# [Exercise description]
Transcribe the records exactly from the line with "the green flower" to the end, both included.

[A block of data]
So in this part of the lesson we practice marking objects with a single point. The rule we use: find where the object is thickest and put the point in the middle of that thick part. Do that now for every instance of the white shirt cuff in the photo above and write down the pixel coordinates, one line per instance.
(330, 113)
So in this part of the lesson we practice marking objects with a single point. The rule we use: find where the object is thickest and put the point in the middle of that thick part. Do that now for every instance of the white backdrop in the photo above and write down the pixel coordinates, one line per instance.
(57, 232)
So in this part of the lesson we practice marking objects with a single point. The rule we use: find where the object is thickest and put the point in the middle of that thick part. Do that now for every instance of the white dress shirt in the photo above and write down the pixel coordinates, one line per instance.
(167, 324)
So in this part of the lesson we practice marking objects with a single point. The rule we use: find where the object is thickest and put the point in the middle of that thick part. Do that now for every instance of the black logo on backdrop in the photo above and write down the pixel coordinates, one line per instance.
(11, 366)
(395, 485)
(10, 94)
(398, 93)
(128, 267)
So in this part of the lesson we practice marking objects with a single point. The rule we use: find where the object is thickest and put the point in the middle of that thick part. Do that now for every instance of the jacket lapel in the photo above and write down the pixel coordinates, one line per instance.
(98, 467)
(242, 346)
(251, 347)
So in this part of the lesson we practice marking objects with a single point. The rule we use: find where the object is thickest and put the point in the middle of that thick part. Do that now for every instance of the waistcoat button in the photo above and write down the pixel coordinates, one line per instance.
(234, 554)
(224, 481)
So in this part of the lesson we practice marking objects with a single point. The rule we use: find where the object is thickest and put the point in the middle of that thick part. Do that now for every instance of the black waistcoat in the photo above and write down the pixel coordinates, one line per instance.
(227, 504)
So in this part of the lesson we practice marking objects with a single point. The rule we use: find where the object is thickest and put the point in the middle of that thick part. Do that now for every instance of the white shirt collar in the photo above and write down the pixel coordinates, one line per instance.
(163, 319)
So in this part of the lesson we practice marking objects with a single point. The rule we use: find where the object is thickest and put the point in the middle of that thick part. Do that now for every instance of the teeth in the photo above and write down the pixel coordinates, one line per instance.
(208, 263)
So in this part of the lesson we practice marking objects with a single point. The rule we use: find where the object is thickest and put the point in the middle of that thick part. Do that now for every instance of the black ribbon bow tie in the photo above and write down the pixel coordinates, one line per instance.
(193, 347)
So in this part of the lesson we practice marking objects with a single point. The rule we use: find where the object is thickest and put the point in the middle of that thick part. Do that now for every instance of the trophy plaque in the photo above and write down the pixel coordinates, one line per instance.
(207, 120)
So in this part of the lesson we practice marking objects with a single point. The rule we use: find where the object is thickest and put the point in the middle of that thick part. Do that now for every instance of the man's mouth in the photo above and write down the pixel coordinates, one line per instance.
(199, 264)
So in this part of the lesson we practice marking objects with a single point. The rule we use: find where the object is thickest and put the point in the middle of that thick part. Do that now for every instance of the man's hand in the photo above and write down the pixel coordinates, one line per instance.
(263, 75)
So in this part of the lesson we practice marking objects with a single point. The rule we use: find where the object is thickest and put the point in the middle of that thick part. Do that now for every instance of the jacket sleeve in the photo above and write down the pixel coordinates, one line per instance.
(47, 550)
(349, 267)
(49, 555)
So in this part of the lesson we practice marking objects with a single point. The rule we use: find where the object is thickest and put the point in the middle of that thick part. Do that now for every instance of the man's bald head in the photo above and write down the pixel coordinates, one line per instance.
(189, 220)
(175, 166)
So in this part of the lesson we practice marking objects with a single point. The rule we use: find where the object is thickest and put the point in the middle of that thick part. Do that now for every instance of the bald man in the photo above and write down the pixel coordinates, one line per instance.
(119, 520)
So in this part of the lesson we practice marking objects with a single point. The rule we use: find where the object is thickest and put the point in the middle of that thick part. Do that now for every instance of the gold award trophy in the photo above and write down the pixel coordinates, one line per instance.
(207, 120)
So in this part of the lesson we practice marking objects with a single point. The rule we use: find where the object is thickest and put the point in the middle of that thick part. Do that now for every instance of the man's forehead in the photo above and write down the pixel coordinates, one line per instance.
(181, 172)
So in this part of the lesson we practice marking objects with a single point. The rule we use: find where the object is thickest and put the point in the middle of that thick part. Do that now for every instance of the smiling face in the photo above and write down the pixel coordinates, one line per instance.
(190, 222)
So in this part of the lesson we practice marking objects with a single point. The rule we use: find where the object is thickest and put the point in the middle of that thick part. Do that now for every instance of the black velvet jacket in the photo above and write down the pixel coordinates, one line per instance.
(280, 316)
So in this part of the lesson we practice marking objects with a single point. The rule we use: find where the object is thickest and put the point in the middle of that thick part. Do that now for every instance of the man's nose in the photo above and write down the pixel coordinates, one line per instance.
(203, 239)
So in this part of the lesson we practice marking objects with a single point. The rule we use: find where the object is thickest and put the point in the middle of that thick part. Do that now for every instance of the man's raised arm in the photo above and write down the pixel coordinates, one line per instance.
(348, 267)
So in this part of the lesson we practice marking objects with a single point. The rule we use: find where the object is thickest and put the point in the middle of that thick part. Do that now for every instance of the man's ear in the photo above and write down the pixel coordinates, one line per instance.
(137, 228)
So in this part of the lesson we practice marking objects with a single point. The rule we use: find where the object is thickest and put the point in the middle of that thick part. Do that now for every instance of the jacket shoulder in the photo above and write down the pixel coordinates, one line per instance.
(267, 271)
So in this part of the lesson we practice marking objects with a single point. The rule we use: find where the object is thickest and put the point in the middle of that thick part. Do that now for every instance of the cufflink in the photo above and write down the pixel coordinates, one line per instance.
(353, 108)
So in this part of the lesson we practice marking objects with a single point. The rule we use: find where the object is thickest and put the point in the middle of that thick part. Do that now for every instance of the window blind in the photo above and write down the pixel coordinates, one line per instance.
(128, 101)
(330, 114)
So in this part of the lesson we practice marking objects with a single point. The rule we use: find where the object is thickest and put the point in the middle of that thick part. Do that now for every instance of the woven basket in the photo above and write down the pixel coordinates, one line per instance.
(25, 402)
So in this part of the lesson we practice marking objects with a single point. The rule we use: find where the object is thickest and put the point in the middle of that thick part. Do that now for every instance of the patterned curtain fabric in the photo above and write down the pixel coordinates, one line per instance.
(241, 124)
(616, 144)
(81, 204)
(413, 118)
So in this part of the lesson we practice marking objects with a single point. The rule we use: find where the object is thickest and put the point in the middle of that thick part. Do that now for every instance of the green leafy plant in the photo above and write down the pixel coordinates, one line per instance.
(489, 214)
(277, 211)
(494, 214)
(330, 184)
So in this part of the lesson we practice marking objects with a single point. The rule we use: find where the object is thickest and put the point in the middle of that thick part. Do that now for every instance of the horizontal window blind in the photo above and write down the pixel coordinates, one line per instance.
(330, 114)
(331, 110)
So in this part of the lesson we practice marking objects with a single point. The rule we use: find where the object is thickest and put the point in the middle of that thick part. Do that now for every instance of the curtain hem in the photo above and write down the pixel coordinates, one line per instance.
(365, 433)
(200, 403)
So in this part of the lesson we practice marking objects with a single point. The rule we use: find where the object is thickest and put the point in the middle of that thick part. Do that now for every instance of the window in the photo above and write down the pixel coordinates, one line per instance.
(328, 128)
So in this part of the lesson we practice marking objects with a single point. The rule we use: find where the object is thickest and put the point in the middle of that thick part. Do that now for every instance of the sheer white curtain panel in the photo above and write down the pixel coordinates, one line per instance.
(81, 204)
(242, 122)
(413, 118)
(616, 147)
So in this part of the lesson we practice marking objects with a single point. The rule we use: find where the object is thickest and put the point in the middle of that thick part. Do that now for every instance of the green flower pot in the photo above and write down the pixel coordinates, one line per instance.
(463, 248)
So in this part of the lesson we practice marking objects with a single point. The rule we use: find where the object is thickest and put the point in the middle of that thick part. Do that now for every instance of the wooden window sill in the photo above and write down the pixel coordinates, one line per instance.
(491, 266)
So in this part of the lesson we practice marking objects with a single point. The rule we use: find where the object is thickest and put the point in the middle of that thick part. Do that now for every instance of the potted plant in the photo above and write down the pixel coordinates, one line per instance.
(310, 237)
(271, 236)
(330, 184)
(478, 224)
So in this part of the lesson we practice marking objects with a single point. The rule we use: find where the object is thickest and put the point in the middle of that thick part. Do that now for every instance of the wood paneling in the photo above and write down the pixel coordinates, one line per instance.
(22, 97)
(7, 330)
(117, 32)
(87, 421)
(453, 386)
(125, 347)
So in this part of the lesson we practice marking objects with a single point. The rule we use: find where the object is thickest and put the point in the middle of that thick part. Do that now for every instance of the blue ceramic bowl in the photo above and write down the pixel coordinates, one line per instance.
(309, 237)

# [Reply]
So in this part of the lesson we practice marking objects with a single point. The rule we use: find where the object is thickest and put the point in the middle of that thick part. Do that now for every instance of the green flower pot in the photo above and write down the pixel coordinates, one line per instance.
(463, 248)
So in this part of the lesson we practice marking objects with a single point. The rule we use: find where the object is thickest and put the point in the middle of that thick part. Do that now for every instance of the wooden window sill in the photo above and write down the pixel coordinates, one line per instance.
(491, 266)
So in this part of the lesson we practice marking objects with a single point. The rule we use: find where the object is thickest and put the point in the middle of that thick part. Do that now for every instance of the potted plant in the photo above and write down the pixel coordinates, one line per instance.
(310, 237)
(271, 236)
(330, 184)
(478, 224)
So in this part of the lesson we practice marking objects with a single point. The rule we use: find where the object is thickest and put the point in the middle of that thick part. Do that now for every instance of the wood paneling in the photo above and write down the pixel coordinates, one line per instance.
(22, 97)
(7, 330)
(117, 32)
(87, 421)
(453, 386)
(125, 347)
So in this part of the lesson we practice marking objects with a single point. The rule we use: find where the object is thickest and put the point in the middle of that thick part. Do that now for every instance of the blue ceramic bowl in the photo above and write down the pixel coordinates, one line per instance.
(309, 237)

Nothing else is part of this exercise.